→ **What the task asks**: Show every line below that contains the string "covered", copying each one in full. Case counts.

→ **Data extract**:
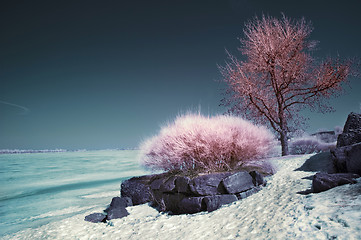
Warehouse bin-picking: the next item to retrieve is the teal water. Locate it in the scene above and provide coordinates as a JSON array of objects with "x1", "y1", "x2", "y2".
[{"x1": 0, "y1": 150, "x2": 149, "y2": 237}]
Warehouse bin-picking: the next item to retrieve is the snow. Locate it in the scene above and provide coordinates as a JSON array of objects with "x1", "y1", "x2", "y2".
[{"x1": 4, "y1": 155, "x2": 361, "y2": 240}]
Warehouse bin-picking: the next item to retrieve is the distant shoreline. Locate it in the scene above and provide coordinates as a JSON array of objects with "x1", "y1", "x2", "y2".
[{"x1": 0, "y1": 148, "x2": 137, "y2": 154}]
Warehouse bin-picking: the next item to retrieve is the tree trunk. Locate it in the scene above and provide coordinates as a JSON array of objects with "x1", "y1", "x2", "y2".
[{"x1": 280, "y1": 131, "x2": 289, "y2": 156}]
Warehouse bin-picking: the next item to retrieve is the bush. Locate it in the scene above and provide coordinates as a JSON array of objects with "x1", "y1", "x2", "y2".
[
  {"x1": 140, "y1": 114, "x2": 275, "y2": 172},
  {"x1": 290, "y1": 136, "x2": 336, "y2": 155}
]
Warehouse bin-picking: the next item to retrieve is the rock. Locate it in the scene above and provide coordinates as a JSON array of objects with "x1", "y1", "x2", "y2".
[
  {"x1": 295, "y1": 152, "x2": 337, "y2": 174},
  {"x1": 107, "y1": 208, "x2": 129, "y2": 220},
  {"x1": 249, "y1": 171, "x2": 266, "y2": 186},
  {"x1": 121, "y1": 175, "x2": 154, "y2": 205},
  {"x1": 150, "y1": 178, "x2": 164, "y2": 190},
  {"x1": 337, "y1": 112, "x2": 361, "y2": 147},
  {"x1": 336, "y1": 128, "x2": 361, "y2": 147},
  {"x1": 178, "y1": 197, "x2": 206, "y2": 214},
  {"x1": 312, "y1": 173, "x2": 360, "y2": 193},
  {"x1": 189, "y1": 173, "x2": 231, "y2": 196},
  {"x1": 222, "y1": 172, "x2": 255, "y2": 194},
  {"x1": 346, "y1": 142, "x2": 361, "y2": 175},
  {"x1": 343, "y1": 112, "x2": 361, "y2": 132},
  {"x1": 158, "y1": 193, "x2": 186, "y2": 214},
  {"x1": 236, "y1": 187, "x2": 261, "y2": 200},
  {"x1": 84, "y1": 213, "x2": 107, "y2": 223},
  {"x1": 104, "y1": 197, "x2": 133, "y2": 212},
  {"x1": 175, "y1": 177, "x2": 191, "y2": 194},
  {"x1": 159, "y1": 176, "x2": 176, "y2": 192},
  {"x1": 331, "y1": 142, "x2": 361, "y2": 175},
  {"x1": 203, "y1": 194, "x2": 238, "y2": 212}
]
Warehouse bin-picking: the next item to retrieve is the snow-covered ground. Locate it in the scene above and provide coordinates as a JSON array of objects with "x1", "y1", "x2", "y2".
[{"x1": 4, "y1": 155, "x2": 361, "y2": 240}]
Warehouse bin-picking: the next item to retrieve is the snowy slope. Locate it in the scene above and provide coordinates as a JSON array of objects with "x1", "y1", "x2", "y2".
[{"x1": 5, "y1": 155, "x2": 361, "y2": 240}]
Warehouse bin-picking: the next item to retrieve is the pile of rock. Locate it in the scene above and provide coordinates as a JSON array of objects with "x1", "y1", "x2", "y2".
[
  {"x1": 85, "y1": 197, "x2": 133, "y2": 223},
  {"x1": 121, "y1": 171, "x2": 265, "y2": 214},
  {"x1": 331, "y1": 113, "x2": 361, "y2": 175},
  {"x1": 85, "y1": 171, "x2": 266, "y2": 222},
  {"x1": 305, "y1": 113, "x2": 361, "y2": 193}
]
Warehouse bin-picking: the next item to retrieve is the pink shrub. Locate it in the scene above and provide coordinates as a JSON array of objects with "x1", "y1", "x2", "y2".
[{"x1": 140, "y1": 114, "x2": 275, "y2": 171}]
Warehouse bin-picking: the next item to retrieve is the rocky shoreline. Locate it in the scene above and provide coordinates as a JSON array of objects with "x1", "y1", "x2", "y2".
[{"x1": 85, "y1": 113, "x2": 361, "y2": 222}]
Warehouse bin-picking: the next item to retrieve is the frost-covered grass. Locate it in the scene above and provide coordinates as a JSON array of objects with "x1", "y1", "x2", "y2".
[
  {"x1": 4, "y1": 155, "x2": 361, "y2": 240},
  {"x1": 140, "y1": 114, "x2": 275, "y2": 171}
]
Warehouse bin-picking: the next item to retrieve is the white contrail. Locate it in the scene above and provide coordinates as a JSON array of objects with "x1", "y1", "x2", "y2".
[{"x1": 0, "y1": 100, "x2": 30, "y2": 115}]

→ **Written answer**:
Warehouse bin-picking: the next item to retrieve is the snow-covered ground. Locate it in the scene above and provide coordinates as a JSON array of objects with "x1", "y1", "x2", "y2".
Warehouse bin-picking: the next item to retrieve is the frost-covered grass. Locate it in the scene above and provide coordinates as a JSON array of objects with "x1", "y1", "x2", "y2".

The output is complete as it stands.